ROWS:
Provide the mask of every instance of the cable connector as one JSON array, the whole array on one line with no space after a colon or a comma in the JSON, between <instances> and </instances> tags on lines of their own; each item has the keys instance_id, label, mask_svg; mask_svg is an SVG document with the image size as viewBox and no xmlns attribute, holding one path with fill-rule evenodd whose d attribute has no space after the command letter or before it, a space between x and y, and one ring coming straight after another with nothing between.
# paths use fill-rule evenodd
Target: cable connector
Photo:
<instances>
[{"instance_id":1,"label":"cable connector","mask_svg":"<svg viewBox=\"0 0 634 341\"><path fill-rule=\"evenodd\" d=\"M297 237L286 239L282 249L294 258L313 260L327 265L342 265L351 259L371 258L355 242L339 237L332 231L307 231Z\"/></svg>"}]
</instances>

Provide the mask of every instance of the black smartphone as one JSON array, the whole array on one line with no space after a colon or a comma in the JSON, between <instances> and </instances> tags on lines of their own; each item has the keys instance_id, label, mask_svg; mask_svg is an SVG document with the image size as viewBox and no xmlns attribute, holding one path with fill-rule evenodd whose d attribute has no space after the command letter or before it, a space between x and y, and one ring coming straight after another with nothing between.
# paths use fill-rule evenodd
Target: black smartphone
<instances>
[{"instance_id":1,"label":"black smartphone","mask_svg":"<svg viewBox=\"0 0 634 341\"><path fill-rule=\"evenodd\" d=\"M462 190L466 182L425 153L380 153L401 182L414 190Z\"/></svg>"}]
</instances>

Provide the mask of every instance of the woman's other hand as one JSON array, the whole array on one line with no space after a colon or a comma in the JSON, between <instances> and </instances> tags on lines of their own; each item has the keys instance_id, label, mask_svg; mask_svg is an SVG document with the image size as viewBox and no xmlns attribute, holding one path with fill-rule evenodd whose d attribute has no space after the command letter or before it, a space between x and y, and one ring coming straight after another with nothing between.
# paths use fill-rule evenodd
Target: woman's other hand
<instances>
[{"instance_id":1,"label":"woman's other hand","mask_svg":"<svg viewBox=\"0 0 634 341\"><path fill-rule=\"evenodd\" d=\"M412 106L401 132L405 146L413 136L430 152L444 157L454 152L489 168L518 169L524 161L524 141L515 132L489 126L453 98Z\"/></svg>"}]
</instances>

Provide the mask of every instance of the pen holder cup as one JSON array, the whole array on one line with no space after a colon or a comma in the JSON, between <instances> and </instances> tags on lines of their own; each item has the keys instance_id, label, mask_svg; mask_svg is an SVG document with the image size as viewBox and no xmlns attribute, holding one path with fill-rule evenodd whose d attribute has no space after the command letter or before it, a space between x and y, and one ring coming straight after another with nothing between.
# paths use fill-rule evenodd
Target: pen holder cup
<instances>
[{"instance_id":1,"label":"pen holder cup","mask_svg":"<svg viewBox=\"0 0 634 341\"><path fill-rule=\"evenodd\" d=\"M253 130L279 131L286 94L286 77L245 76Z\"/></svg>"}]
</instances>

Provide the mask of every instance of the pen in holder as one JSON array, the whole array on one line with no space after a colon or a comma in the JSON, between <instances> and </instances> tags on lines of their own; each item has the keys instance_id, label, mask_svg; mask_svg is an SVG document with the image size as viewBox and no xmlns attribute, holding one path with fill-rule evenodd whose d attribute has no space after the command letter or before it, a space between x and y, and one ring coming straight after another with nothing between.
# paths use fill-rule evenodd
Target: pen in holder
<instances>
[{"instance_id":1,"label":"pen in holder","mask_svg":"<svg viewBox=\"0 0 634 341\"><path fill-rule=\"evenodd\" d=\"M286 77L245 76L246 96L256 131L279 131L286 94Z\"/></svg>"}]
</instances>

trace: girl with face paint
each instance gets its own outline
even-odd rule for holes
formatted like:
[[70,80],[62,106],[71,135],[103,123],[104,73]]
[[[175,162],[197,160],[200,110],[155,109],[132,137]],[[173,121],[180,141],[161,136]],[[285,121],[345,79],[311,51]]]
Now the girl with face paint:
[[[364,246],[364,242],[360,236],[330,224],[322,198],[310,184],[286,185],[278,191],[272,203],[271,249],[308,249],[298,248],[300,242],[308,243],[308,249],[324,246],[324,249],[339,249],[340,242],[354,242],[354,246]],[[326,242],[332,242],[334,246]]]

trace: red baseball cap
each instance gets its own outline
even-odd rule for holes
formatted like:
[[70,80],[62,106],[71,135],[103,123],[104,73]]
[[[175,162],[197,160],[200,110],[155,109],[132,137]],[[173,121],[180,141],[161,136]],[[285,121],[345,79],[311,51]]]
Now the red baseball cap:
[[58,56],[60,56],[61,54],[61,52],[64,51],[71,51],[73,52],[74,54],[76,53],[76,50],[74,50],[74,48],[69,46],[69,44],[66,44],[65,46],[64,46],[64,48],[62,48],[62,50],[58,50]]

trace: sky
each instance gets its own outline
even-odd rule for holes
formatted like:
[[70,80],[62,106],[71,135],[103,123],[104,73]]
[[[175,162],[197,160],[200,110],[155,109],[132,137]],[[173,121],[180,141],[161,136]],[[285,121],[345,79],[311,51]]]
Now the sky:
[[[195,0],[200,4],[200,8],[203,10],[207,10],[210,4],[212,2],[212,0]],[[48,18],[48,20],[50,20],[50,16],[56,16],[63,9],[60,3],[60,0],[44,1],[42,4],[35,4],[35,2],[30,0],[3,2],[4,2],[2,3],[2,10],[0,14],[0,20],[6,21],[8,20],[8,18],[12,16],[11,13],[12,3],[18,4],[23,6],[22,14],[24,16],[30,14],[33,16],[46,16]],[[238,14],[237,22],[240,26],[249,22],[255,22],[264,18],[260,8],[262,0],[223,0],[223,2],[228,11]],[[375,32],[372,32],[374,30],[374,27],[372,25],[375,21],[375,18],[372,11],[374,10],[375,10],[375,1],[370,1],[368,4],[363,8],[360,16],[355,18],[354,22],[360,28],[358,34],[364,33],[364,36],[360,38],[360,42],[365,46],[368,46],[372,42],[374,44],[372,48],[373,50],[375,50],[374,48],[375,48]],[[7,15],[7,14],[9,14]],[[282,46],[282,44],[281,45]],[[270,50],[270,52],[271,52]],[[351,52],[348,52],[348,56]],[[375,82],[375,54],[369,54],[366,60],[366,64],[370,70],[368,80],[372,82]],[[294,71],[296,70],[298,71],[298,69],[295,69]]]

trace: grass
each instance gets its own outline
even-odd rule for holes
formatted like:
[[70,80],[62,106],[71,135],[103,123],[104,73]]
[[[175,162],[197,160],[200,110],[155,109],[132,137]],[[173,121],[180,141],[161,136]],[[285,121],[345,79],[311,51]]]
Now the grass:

EXERCISE DESCRIPTION: Rewrite the lines above, swapping every "formatted like" for "laid out like" and leaving everything else as it is.

FINAL RESULT:
Provide the mask of every instance of the cable connector as one JSON array, the whole array on one line with no space after a colon or a comma in the JSON, between <instances> and </instances> tags on lines of their own; each item has the keys instance_id, label, mask_svg; mask_svg is an SVG document with the image size as viewBox and no xmlns attribute, holding one path with fill-rule evenodd whose d attribute has no space after the command letter or before it, a space between x and y, and one ring coming straight after another with nothing between.
# paths use fill-rule evenodd
Target: cable connector
Photo:
<instances>
[{"instance_id":1,"label":"cable connector","mask_svg":"<svg viewBox=\"0 0 634 341\"><path fill-rule=\"evenodd\" d=\"M297 237L286 239L282 249L294 258L313 260L327 265L342 265L351 259L371 258L355 242L339 237L332 231L307 231Z\"/></svg>"}]
</instances>

Provide the mask of every instance of the black smartphone as one JSON array, the whole array on one line with no space after a colon or a comma in the JSON, between <instances> and </instances> tags on lines of their own; each item has the keys instance_id, label, mask_svg; mask_svg is an SVG document with the image size as viewBox and no xmlns attribute, holding one path with fill-rule evenodd whose d attribute has no space after the command letter or before it, a space between x and y, and one ring coming straight after another with nothing between.
# paths use fill-rule evenodd
Target: black smartphone
<instances>
[{"instance_id":1,"label":"black smartphone","mask_svg":"<svg viewBox=\"0 0 634 341\"><path fill-rule=\"evenodd\" d=\"M462 190L466 182L425 153L380 153L401 182L414 190Z\"/></svg>"}]
</instances>

Provide the mask of every instance of the woman's other hand as one JSON array, the whole array on one line with no space after a colon or a comma in the JSON, between <instances> and </instances> tags on lines of their own; each item has the keys instance_id, label, mask_svg; mask_svg is an SVG document with the image size as viewBox and no xmlns attribute, holding one path with fill-rule evenodd whose d attribute has no space after the command letter or before it, a space between x and y, and one ring coming straight after another with nothing between.
# paths use fill-rule evenodd
Target: woman's other hand
<instances>
[{"instance_id":1,"label":"woman's other hand","mask_svg":"<svg viewBox=\"0 0 634 341\"><path fill-rule=\"evenodd\" d=\"M412 106L401 132L405 146L413 136L430 152L444 157L454 152L489 168L518 169L524 161L524 141L515 132L489 126L453 98Z\"/></svg>"}]
</instances>

Provide the mask of every instance of the pen holder cup as one JSON array, the whole array on one line with no space after a colon or a comma in the JSON, between <instances> and </instances> tags on lines of their own; each item has the keys instance_id, label, mask_svg; mask_svg is an SVG document with the image size as viewBox and no xmlns attribute, holding one path with fill-rule evenodd whose d attribute has no space after the command letter or before it, a space between x and y, and one ring coming straight after another with nothing between.
# paths use fill-rule evenodd
Target: pen holder cup
<instances>
[{"instance_id":1,"label":"pen holder cup","mask_svg":"<svg viewBox=\"0 0 634 341\"><path fill-rule=\"evenodd\" d=\"M253 130L279 131L286 94L286 77L245 76Z\"/></svg>"}]
</instances>

Provide the mask of every instance of the pen in holder as one JSON array, the whole array on one line with no space after a colon or a comma in the JSON, between <instances> and </instances> tags on lines of their own; each item has the keys instance_id, label, mask_svg; mask_svg is an SVG document with the image size as viewBox and no xmlns attribute, holding one path with fill-rule evenodd whose d attribute has no space after the command letter or before it, a space between x and y, and one ring coming straight after another with nothing between.
# paths use fill-rule evenodd
Target: pen in holder
<instances>
[{"instance_id":1,"label":"pen in holder","mask_svg":"<svg viewBox=\"0 0 634 341\"><path fill-rule=\"evenodd\" d=\"M286 77L245 76L246 96L256 131L279 131L286 94Z\"/></svg>"}]
</instances>

trace: girl with face paint
each instance gets its own outline
even-odd rule for holes
laid out like:
[[70,80],[62,106],[71,135],[103,123],[104,73]]
[[[175,162],[197,160],[200,110],[155,109],[132,137]],[[173,121],[180,141],[161,136]],[[285,121],[345,79],[311,51]]]
Now the girl with face paint:
[[[364,246],[364,242],[360,236],[330,224],[322,198],[310,184],[286,185],[278,191],[272,203],[271,249],[308,249],[298,248],[300,242],[308,243],[308,249],[324,246],[324,249],[339,249],[340,242],[354,242],[354,246]],[[326,242],[332,242],[334,246]]]

trace: red baseball cap
each instance gets its own outline
even-odd rule for holes
laid out like:
[[70,80],[62,106],[71,135],[103,123],[104,73]]
[[[175,162],[197,160],[200,110],[155,109],[132,137]],[[173,121],[180,141],[161,136]],[[285,121],[345,79],[311,51]]]
Now the red baseball cap:
[[58,56],[60,56],[61,54],[61,52],[64,51],[71,51],[73,52],[74,54],[76,53],[76,50],[74,50],[74,48],[69,46],[69,44],[66,44],[65,46],[64,46],[64,48],[62,48],[62,50],[58,50]]

trace: sky
each instance gets its own outline
even-odd rule for holes
laid out like:
[[70,80],[62,106],[71,135],[103,123],[104,73]]
[[[175,162],[197,160],[200,110],[155,109],[132,137]],[[173,121],[180,141],[161,136]],[[285,121],[345,79],[311,51]]]
Now the sky:
[[[195,0],[200,4],[200,8],[203,10],[207,10],[210,4],[212,2],[212,0]],[[48,18],[48,20],[50,20],[50,16],[56,16],[63,9],[60,3],[60,0],[44,1],[42,4],[35,4],[35,2],[30,0],[3,2],[4,2],[2,3],[2,10],[0,14],[0,20],[6,21],[8,20],[8,18],[12,16],[11,13],[12,3],[18,4],[23,6],[22,14],[24,16],[30,14],[33,16],[46,16]],[[238,14],[237,22],[240,26],[249,22],[255,22],[264,18],[260,8],[262,0],[223,0],[223,2],[228,11]],[[375,32],[372,32],[374,30],[374,27],[372,25],[375,21],[375,18],[372,11],[374,10],[375,10],[375,1],[370,1],[368,4],[363,8],[360,16],[355,18],[354,22],[360,28],[358,34],[364,33],[364,36],[360,38],[360,42],[365,46],[368,46],[372,42],[374,44],[372,48],[373,50],[375,50],[374,48],[375,48]],[[7,15],[7,14],[9,14]],[[282,46],[282,44],[281,45]],[[270,50],[270,52],[271,52]],[[351,52],[348,52],[348,56]],[[375,82],[375,54],[369,54],[366,60],[366,64],[370,70],[368,80],[372,82]],[[294,71],[296,70],[298,71],[298,69],[295,69]]]

trace: grass
each instance gets its own outline
even-odd rule for holes
laid out like:
[[70,80],[62,106],[71,135],[103,123],[104,73]]
[[[175,162],[197,160],[200,110],[155,109],[132,137]],[[173,121],[180,141],[161,136]],[[285,121],[345,79],[311,51]]]
Now the grass:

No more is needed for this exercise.